In its strictest definition, states an incest survivor, “incest is sexual intercourse between people who are too closely related to marry.” It also includes other sexual acts, such as fondling, molestation and exhibition, since these, too, leave deep and lasting emotional scars.

Abuse by step-parents or close family friends also falls into this category because of the child’s trusting relationship with them. Many molesters appear to be upstanding members of their community and church.

I worked with a friend for many years who was highly regarded in his church. He was also a school psychologist who had unsupervised access to special needs children.

He was known to be willing to give a ride to children who needed transportation home and to purchase gifts for children on his caseload. We were frequent visitors in each other’s homes.

He lived in a rural area, far removed from the city, where he was able to practice his recreational trade as a beekeeper, providing me with honey from their hives, which to me was better than that I purchased from the stores.

My friend whom I will call Charles, however, held a secret. He was a pedophile and sexual abuser. When I learned his secret, I was devastated. Here was a man whom I had allowed in my home, around my own children, in some cases, an adult family member being present.

I discovered his secret after the death of my mother. You see, for several months after her death, I isolated myself from my friends, finding comfort only in my memories of her while she lived.

● ● ● ●

Given instruction: Reproduce the passage about incest and abuse word for word, from start to end. The records that come next have no connection to the passage about incest and abuse.

Supplied information:
● ● ● ●

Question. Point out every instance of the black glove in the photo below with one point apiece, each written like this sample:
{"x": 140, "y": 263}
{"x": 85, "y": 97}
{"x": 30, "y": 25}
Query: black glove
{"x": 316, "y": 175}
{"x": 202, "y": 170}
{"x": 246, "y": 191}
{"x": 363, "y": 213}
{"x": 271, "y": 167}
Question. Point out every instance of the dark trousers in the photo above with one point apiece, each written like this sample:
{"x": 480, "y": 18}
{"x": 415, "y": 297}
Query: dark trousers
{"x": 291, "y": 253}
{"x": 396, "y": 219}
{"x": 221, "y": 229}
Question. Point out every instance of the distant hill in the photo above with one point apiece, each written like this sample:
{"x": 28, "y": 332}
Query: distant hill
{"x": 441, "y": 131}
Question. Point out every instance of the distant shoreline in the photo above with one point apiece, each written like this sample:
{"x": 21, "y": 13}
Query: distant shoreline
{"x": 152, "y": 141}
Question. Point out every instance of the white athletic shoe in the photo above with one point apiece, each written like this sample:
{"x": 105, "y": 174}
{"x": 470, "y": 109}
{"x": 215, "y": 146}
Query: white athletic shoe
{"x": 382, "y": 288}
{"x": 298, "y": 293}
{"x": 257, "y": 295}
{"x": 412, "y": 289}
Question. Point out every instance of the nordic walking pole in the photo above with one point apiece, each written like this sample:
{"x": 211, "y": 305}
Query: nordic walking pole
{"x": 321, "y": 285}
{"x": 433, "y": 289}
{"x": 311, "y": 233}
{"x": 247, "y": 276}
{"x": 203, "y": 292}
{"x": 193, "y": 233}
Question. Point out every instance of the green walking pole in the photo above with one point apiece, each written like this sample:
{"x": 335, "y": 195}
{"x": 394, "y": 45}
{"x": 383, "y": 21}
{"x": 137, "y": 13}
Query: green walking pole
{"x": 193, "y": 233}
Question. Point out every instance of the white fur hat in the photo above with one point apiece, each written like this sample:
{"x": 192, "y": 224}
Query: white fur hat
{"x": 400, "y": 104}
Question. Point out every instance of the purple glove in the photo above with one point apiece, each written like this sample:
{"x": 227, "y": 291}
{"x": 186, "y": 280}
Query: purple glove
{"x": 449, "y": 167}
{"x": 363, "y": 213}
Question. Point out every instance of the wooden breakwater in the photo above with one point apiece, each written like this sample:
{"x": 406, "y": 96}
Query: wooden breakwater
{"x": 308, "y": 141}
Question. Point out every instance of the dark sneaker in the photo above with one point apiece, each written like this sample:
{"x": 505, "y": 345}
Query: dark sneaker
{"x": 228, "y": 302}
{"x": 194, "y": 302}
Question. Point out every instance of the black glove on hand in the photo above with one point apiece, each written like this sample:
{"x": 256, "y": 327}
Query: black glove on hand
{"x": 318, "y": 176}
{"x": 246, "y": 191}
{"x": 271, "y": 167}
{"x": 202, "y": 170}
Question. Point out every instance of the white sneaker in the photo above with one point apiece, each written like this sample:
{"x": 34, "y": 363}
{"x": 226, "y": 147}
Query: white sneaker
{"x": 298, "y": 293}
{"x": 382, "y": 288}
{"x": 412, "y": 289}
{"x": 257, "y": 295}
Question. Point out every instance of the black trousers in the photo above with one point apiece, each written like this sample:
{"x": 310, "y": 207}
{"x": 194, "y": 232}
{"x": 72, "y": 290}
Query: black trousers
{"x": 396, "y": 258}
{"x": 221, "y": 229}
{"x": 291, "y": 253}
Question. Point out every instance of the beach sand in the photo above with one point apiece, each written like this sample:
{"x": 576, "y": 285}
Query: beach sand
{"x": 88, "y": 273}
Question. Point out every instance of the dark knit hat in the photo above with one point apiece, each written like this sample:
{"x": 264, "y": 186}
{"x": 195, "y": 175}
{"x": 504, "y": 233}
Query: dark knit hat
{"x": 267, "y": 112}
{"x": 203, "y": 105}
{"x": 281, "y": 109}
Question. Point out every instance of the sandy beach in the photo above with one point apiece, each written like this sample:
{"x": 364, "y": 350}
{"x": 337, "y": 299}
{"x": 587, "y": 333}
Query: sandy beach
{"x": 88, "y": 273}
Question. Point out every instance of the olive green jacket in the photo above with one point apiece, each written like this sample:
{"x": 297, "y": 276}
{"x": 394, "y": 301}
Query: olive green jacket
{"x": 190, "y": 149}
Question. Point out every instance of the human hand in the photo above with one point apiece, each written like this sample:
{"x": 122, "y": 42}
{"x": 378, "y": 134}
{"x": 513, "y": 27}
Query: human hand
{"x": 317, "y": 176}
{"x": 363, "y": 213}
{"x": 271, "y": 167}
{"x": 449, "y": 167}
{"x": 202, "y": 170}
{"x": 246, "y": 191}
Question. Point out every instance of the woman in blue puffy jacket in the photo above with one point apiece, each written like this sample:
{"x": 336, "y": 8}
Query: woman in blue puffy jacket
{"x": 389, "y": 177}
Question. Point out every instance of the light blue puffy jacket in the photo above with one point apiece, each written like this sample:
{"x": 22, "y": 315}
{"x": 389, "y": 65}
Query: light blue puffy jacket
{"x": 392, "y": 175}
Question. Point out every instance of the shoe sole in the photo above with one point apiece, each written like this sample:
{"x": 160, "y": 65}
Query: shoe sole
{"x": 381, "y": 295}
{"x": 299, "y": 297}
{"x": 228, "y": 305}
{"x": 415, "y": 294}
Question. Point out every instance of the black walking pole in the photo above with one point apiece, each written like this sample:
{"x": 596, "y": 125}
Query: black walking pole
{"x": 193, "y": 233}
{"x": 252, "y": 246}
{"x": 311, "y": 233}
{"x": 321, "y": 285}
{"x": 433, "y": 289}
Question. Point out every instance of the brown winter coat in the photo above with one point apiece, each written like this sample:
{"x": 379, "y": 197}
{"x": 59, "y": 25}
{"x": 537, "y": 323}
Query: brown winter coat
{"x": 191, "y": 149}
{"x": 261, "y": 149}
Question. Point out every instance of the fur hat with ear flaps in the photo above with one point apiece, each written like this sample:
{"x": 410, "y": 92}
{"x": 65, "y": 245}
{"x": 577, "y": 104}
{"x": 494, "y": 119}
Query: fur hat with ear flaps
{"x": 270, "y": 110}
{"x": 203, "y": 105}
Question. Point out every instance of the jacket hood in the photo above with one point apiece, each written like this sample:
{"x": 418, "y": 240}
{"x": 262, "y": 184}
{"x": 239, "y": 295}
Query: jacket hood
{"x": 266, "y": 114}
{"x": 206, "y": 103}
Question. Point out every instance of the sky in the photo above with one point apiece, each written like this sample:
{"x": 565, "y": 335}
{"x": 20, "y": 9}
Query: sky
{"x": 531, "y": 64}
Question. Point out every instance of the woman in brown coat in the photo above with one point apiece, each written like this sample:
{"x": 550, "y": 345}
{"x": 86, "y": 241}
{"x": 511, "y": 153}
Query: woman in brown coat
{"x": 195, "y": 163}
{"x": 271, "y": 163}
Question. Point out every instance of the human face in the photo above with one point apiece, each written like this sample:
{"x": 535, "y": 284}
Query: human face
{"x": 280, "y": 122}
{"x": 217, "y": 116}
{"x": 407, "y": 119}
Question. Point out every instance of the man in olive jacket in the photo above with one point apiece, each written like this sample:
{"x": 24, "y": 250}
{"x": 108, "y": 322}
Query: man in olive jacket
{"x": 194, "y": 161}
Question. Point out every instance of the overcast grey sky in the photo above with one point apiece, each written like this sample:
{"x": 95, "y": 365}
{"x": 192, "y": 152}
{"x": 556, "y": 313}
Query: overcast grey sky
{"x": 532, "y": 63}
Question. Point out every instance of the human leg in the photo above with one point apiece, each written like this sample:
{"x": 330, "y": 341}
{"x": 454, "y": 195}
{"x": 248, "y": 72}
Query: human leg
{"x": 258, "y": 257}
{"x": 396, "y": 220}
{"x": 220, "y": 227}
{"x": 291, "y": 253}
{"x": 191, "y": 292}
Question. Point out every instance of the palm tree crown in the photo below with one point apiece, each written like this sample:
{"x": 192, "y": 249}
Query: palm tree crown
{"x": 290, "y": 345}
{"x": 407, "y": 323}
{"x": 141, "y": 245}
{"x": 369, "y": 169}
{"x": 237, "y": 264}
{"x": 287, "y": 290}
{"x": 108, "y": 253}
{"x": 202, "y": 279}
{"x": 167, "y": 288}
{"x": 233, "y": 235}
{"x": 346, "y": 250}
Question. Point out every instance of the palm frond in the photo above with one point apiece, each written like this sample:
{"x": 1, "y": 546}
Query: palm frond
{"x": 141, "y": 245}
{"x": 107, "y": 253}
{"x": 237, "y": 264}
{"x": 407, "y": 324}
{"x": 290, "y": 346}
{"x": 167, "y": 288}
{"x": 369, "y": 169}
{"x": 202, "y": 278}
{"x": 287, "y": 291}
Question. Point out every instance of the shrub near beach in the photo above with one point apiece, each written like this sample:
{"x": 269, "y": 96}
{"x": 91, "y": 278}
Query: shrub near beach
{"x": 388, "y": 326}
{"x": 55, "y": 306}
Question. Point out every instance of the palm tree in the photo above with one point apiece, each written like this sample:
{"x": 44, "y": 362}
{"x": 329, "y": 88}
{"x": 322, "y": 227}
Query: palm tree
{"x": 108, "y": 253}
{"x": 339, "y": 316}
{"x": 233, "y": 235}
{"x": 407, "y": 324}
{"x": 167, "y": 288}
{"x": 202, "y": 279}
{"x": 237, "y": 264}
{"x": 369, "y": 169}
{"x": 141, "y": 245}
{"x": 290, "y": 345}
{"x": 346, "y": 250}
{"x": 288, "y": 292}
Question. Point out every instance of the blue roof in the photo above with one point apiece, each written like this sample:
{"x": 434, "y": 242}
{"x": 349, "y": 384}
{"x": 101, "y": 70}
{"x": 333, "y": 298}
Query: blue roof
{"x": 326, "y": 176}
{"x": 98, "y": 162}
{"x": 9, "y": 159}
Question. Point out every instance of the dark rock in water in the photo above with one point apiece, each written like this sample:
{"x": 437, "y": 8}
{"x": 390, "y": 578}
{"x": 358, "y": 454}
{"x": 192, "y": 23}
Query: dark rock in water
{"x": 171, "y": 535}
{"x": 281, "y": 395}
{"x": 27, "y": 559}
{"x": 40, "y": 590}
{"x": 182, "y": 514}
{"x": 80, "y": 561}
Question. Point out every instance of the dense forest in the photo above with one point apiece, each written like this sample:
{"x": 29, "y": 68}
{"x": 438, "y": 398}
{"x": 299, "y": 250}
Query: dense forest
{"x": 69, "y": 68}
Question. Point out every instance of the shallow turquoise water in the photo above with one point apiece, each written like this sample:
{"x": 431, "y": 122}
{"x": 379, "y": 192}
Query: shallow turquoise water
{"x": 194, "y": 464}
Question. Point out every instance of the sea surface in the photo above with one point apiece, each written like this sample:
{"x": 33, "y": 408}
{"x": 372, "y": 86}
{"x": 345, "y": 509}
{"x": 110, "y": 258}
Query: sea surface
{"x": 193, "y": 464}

● ● ● ●

Correct result:
In its strictest definition, states an incest survivor, “incest is sexual intercourse between people who are too closely related to marry.” It also includes other sexual acts, such as fondling, molestation and exhibition, since these, too, leave deep and lasting emotional scars.

Abuse by step-parents or close family friends also falls into this category because of the child’s trusting relationship with them. Many molesters appear to be upstanding members of their community and church.

I worked with a friend for many years who was highly regarded in his church. He was also a school psychologist who had unsupervised access to special needs children.

He was known to be willing to give a ride to children who needed transportation home and to purchase gifts for children on his caseload. We were frequent visitors in each other’s homes.

He lived in a rural area, far removed from the city, where he was able to practice his recreational trade as a beekeeper, providing me with honey from their hives, which to me was better than that I purchased from the stores.

My friend whom I will call Charles, however, held a secret. He was a pedophile and sexual abuser. When I learned his secret, I was devastated. Here was a man whom I had allowed in my home, around my own children, in some cases, an adult family member being present.

I discovered his secret after the death of my mother. You see, for several months after her death, I isolated myself from my friends, finding comfort only in my memories of her while she lived.